— Begin —
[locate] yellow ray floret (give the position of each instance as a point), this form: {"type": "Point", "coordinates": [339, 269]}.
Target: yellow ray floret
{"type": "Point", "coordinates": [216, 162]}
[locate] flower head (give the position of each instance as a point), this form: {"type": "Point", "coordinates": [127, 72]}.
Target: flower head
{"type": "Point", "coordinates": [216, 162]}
— End —
▶ **Request**
Could you print every line of the listing above unchanged?

▶ **The result**
[locate] yellow ray floret (give the position of each instance as a point), this form: {"type": "Point", "coordinates": [339, 269]}.
Target: yellow ray floret
{"type": "Point", "coordinates": [216, 162]}
[locate] flower head (give the position of each instance as a point), this form: {"type": "Point", "coordinates": [127, 72]}.
Target: flower head
{"type": "Point", "coordinates": [216, 162]}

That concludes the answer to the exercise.